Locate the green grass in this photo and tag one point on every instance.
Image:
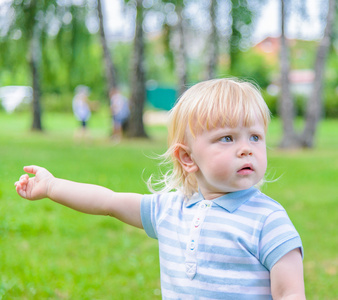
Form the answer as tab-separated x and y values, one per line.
51	252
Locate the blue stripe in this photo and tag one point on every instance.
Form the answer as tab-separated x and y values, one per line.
213	294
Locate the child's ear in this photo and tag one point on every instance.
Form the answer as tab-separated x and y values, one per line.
183	155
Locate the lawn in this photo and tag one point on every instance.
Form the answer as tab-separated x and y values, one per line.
51	252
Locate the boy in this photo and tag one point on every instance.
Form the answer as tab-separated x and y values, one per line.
219	236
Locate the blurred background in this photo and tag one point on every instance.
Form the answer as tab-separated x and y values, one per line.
152	50
61	57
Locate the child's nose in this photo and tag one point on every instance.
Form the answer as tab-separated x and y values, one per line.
244	150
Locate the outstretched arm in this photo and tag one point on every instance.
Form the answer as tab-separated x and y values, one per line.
287	280
87	198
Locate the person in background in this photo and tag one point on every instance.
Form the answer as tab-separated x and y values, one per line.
219	236
81	107
120	112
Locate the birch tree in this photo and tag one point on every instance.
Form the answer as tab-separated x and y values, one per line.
137	79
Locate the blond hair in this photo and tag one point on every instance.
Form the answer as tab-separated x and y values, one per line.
205	106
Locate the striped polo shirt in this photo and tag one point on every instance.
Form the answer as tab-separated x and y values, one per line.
221	248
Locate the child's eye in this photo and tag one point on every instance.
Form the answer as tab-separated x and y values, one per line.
254	138
226	139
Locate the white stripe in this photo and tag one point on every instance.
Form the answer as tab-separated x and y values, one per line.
213	287
275	233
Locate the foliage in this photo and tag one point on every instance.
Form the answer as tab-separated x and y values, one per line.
51	252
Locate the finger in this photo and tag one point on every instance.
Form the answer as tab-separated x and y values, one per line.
31	169
24	177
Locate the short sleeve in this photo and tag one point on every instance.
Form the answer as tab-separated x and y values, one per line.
147	215
278	237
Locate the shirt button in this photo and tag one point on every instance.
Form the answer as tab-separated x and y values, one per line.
192	245
203	206
197	222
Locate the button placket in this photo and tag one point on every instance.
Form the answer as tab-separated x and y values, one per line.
192	245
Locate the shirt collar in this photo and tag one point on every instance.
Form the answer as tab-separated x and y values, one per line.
229	202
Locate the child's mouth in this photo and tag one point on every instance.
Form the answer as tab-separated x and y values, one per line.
246	170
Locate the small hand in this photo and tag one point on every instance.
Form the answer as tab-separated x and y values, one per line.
34	188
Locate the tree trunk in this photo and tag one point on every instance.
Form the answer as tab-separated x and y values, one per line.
213	44
180	54
138	88
33	62
107	60
286	105
314	107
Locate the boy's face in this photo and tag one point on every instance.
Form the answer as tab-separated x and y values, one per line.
228	159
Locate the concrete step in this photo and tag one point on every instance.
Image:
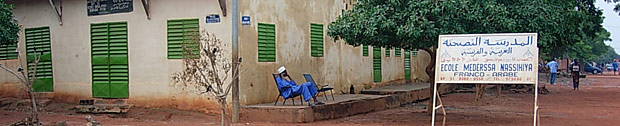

----

▶ [YOUR INSTRUCTIONS] Return, word for word, the lines of the listing from the one holding "Locate the child's mouth" through the end of the listing, inclusive. Leave any pictures out of your answer.

▶ [TASK SOLUTION]
Locate the child's mouth in this photo and tag one point on every instance.
Form the answer as tab-separated x and y values, one per line.
246	170
Locate the small hand in this photo and tag one point on every instance.
Form the answer as tab-separated x and y values, one per line.
34	188
Locate the tree trunk in this photo and tag one point on every instance.
Form the answer as tab-separated x and y values, one per line.
213	44
180	54
138	88
33	62
107	60
286	105
314	107
Locate the boy's face in this photo and tag one point on every instance.
Form the answer as tab-separated x and y values, one per line.
228	159
Locate the concrete step in this photo and tag one point on every instance.
Image:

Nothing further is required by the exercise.